Objetivo:
De acordo com a resposta no texto sobre a palavra «ceptro», que grafias dessa palavra se registam e aceitam em Portugal?

Texto selecionado:
_ _ _ _ _ _ _

Pergunta:
No fim do período de transição comecei a usar o Acordo Ortográfico de 1990 e, até hoje, que me lembre, no que se refere a consoantes mudas, só tive uma forte discordância com o estabelecido no Acordo: foi a palavra ceptro, em que eu sempre pronunciei o pê e sempre ouvi pronunciar o pê.
É claro também que a palavra ceptro é uma palavra sobretudo escrita e muito pouco dita. Ou seja, encontra-se em livros, jornais e revistas, mas usa-se pouco na oralidade. Lembro-me de que a aprendi com o Tintin em O Ceptro de Ottokar.
Em 20 de dezembro, a propósito da conquista do Mundial pela Argentina, ouvi na CNN a palavra ceptro com o pê bem pronunciado em: «Messi pegou no ceptro», para significar «a taça», ou algo assim.
Creio que, de acordo com as transcrições fonéticas constantes nalguns dicionários, o pê não é pronunciado mas, francamente, e de forma impressiva, acho que é. Já fiz o teste com vários amigos e a opinião largamente generalizada é a de pronúncia do pê. Num universo de umas 12 pessoas, a percentagem deve andar nos 80% a pronunciarem o pê contra 20% a não o pronunciarem.
É possível também que, justamente por ser uma palavra mais escrita que dita, possa ter havido alguma corruptela oral da prolação.
Podem esclarecer?
Obrigado.
Resposta:
Em Portugal, existem as duas pronúncias da palavra, razão por que se registam e aceitam as duas grafias – cetro e ceptro.

_ _ _ _ _ _ _

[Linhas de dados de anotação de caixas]

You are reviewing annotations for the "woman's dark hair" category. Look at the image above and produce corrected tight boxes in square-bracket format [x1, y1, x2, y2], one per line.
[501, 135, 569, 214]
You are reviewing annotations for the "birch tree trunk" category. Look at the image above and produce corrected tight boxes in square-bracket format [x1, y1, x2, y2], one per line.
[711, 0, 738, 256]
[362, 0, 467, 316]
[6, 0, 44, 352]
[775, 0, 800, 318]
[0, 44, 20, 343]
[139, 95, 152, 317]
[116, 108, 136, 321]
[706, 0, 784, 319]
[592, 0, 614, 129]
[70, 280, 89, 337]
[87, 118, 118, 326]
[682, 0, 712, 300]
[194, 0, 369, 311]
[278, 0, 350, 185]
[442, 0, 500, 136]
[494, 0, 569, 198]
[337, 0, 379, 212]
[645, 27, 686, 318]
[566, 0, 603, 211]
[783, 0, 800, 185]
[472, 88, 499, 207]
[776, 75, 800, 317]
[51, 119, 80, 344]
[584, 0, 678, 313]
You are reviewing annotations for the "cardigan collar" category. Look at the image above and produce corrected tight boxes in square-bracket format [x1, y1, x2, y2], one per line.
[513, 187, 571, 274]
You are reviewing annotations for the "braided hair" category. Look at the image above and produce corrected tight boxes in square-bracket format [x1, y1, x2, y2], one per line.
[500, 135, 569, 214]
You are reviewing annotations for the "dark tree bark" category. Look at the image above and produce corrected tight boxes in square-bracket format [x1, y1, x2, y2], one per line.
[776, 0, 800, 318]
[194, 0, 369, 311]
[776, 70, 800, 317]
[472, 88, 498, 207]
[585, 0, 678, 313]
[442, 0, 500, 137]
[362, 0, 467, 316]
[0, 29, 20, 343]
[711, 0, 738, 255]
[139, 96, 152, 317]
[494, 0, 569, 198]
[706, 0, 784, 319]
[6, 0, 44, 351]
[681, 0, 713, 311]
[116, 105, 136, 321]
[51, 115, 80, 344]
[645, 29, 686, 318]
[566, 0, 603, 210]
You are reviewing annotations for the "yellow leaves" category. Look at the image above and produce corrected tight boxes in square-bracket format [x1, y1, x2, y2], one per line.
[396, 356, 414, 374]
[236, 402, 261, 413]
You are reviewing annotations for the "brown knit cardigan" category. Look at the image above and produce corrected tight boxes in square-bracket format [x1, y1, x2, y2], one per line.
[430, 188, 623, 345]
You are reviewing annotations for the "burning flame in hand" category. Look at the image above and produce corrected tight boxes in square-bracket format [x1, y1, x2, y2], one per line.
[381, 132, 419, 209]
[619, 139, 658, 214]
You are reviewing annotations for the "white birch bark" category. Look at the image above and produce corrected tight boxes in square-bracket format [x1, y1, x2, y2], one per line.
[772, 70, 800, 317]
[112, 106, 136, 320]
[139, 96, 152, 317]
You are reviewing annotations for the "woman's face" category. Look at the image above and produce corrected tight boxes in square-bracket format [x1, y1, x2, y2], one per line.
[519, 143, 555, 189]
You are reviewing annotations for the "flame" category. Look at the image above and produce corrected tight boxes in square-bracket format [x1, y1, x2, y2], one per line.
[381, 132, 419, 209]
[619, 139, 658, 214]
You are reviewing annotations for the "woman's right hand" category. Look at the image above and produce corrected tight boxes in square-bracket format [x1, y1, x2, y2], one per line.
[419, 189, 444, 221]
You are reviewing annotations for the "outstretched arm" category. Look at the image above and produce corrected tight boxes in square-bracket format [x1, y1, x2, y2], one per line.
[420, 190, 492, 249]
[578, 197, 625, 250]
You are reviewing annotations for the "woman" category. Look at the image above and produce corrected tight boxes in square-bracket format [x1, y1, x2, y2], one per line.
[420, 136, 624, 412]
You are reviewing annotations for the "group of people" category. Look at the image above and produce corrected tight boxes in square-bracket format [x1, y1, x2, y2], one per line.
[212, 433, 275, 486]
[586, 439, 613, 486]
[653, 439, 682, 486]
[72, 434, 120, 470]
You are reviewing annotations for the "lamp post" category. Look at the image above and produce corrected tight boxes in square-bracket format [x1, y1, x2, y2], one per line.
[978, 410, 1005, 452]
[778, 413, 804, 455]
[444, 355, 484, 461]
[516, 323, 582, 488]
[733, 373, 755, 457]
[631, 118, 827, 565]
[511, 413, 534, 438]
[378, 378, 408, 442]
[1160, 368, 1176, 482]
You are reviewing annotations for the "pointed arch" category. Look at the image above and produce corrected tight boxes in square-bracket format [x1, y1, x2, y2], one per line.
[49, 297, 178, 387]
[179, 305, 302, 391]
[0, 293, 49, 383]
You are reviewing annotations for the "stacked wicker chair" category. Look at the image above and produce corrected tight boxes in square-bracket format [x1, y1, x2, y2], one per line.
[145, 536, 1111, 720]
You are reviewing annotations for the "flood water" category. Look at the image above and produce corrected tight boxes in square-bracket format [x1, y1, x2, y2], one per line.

_ _ _ _ _ _ _

Resultado do exercício:
Registam-se e aceitam-se as duas grafias, cetro e ceptro.